- **Exercise**: Somewhere below, one line contains "Target: red flower cluster" and a later line contains "For every instance of the flower". Output those two lines and everything between them exactly, and nothing else.

- **Material shown**:
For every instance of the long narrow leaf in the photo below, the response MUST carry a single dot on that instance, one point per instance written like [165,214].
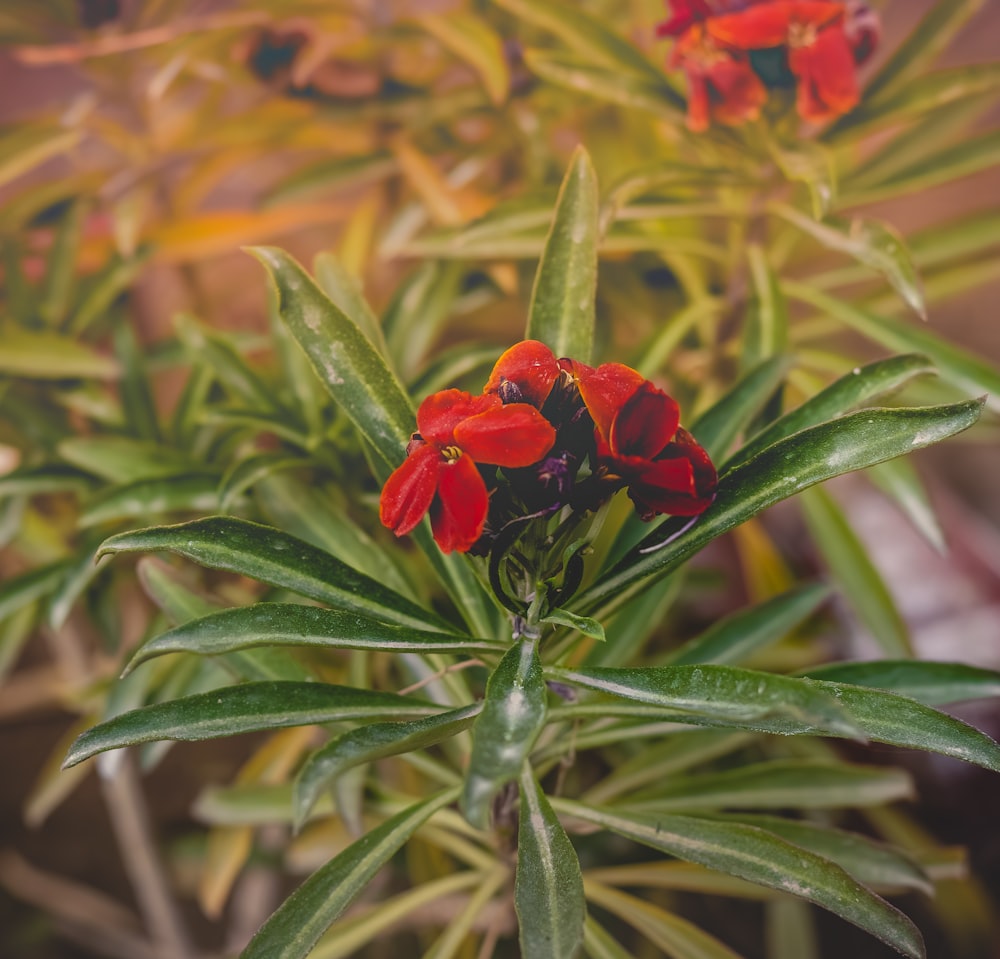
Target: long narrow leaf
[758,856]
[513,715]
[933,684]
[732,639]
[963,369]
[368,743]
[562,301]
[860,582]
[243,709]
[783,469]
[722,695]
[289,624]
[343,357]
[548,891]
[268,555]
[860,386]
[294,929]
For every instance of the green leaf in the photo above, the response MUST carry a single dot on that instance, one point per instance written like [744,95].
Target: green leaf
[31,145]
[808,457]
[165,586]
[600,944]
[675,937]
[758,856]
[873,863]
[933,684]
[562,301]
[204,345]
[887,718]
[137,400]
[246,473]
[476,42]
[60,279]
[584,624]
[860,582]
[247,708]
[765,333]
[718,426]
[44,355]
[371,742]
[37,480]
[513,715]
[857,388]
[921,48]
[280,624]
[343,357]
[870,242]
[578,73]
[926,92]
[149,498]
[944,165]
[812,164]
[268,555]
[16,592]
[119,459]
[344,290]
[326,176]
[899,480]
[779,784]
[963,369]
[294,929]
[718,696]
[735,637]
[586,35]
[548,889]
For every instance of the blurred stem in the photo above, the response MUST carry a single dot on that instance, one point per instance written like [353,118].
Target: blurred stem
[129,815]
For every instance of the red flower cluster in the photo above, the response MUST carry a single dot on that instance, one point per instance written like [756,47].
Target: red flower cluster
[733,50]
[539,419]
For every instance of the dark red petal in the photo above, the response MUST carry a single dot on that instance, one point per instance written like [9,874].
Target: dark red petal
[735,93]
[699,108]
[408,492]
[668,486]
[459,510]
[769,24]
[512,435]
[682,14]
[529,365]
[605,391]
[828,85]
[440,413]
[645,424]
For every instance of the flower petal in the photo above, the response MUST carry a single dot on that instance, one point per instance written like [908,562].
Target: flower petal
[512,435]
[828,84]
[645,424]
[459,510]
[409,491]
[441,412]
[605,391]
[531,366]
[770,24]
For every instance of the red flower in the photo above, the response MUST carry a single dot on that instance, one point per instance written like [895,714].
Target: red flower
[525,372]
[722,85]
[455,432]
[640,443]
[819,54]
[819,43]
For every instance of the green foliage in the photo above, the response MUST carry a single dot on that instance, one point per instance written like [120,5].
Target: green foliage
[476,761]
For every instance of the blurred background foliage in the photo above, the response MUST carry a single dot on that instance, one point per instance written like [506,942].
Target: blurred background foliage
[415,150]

- **Response for this exercise**:
Target: red flower cluster
[733,50]
[539,419]
For every instance of the dark red petal in the photo above, the response MUST carry a single dot on that instance, one point per instance written like [9,874].
Target: dark red petal
[735,93]
[699,108]
[408,492]
[668,486]
[459,510]
[769,24]
[512,435]
[682,14]
[529,365]
[605,391]
[828,85]
[440,413]
[645,424]
For every instance of the flower petal in the photo above, the response MUST carry a single dot on that instance, one point per instance written like [908,562].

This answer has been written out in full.